[Begin RAW RECORDS]

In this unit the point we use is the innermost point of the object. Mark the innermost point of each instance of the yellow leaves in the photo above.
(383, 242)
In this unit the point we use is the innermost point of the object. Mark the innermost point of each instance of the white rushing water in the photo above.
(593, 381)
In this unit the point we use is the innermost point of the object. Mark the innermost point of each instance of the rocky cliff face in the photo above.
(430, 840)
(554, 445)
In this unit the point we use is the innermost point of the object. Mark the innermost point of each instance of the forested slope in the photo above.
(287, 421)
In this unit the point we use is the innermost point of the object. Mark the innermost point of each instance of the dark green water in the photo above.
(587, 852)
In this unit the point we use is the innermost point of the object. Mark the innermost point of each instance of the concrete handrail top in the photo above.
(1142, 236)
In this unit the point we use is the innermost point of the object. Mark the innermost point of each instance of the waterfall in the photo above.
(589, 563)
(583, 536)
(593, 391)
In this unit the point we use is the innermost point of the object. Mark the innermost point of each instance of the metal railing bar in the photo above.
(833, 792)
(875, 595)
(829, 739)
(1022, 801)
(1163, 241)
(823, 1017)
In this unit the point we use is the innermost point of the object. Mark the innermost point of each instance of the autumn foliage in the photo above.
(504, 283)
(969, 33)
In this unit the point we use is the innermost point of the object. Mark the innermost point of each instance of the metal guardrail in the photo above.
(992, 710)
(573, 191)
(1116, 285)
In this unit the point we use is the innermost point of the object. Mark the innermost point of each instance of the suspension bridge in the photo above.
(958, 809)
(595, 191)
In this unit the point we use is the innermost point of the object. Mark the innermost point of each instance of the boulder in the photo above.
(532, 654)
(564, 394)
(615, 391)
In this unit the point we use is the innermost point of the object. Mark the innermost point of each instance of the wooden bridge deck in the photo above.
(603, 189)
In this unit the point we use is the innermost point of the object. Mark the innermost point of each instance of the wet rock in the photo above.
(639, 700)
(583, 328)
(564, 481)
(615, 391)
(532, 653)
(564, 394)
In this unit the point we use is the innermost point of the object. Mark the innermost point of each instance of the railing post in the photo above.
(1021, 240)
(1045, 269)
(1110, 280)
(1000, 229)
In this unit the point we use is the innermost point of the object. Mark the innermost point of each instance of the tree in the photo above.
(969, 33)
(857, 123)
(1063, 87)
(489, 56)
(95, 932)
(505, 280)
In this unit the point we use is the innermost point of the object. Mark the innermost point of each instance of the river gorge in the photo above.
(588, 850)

[End RAW RECORDS]

▶ **YOUR GOAL**: Rewrite all of the lines above as a numbered list, leaving out any blank lines.

▶ **WORKED SOLUTION**:
1. In this unit the point we use is the innermost point of the object. Mark the innermost point of each instance of the yellow leaves in the photo above.
2. (383, 242)
3. In this unit the point we use is the innermost point of the object. Mark the innermost point of each instance of the white rushing water in the photo above.
4. (593, 381)
5. In this unit the point we use is the innermost point of the object. Mark the innermost point of each instance of the rocky cliff face in the photo above.
6. (430, 840)
7. (554, 445)
8. In this unit the point we use is the innermost point of the object. Mark the innermost point of each instance of the forested slope in the photo above.
9. (287, 421)
10. In this unit the point we use is the innermost point of the object. Mark the innermost point of each instance of the dark green water in the photo above.
11. (587, 852)
12. In this unit the point we use is the innermost point of the object. Mark the innermost point of each instance of the concrete handrail top in the photo above.
13. (1142, 236)
14. In this unit the point we use is the innermost point of the object. Mark the innermost point of each instance of the waterfall in the photo above.
15. (589, 563)
16. (583, 536)
17. (593, 391)
18. In this unit the point we use is the innermost point of the object. Mark the innermost point of each instance of the metal railing bar in the photo above.
19. (833, 792)
20. (875, 595)
21. (829, 739)
22. (1022, 801)
23. (1163, 241)
24. (823, 1017)
25. In this unit the point we use is the innermost point of the object. Mark the innermost point of each instance of the autumn foliage in the photo above.
26. (504, 283)
27. (969, 33)
28. In this unit the point we use is the innermost point of the object. Mark the innermost point of each instance of the metal guardrail in the photo above.
29. (992, 710)
30. (573, 191)
31. (1116, 285)
32. In this unit the point we use is the innermost point of the object. Mark the innermost point of each instance of the suspension bridge in the photo above.
33. (958, 809)
34. (595, 191)
35. In this unit the point we use is the innermost point of the object. Mark the innermost point of each instance of the boulder in the photo above.
36. (532, 654)
37. (564, 394)
38. (615, 391)
39. In this unit the point we use is the innermost point of the object. Mark the innermost point of each instance of the wooden bridge deck in the photo above.
40. (603, 189)
41. In this unit the point we use is the innermost point of the object. Mark the innermost point of each instance of the wet rock in the photo above.
42. (639, 700)
43. (583, 328)
44. (564, 481)
45. (615, 391)
46. (532, 653)
47. (564, 394)
48. In this unit the point we use is the innermost point of the object. Mark the innermost point of each instance of the railing post in the photo above.
49. (1021, 240)
50. (1045, 269)
51. (1110, 280)
52. (1000, 229)
53. In this unit the point we use is the innermost point of the object. Mark the innermost point of each instance of the tree in the photo above.
54. (969, 33)
55. (857, 123)
56. (1063, 87)
57. (489, 56)
58. (95, 932)
59. (505, 280)
60. In this unit the point we use is the innermost point of the object. Mark the innermost point of each instance of the river gorge in the photo above.
61. (588, 850)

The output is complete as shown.